▶ _Data to process_:
____
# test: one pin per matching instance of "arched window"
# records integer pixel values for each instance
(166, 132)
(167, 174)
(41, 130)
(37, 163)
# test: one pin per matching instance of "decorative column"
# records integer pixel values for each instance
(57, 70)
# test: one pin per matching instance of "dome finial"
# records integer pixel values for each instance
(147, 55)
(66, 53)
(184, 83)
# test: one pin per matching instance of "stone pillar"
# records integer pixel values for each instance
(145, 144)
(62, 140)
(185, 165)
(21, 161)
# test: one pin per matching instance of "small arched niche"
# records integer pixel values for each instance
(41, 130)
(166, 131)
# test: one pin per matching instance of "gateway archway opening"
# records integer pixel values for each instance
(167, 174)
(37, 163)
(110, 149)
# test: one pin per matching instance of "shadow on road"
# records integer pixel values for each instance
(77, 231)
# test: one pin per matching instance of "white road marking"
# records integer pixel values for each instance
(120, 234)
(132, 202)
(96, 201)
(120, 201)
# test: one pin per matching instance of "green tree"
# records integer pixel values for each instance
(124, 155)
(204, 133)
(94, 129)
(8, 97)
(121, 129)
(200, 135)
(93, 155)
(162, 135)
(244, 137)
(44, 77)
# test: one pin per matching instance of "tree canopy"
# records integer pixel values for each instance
____
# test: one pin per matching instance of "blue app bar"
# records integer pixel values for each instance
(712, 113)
____
▶ _What to work on_: Which lines in the rows above contain the word "road"? List each of them in full, counting a match only when uppercase and lowercase agree.

▶ _Output_:
# test: one pin per matching instance of "shadow on road"
# test: one pin per matching instance of "white road marking"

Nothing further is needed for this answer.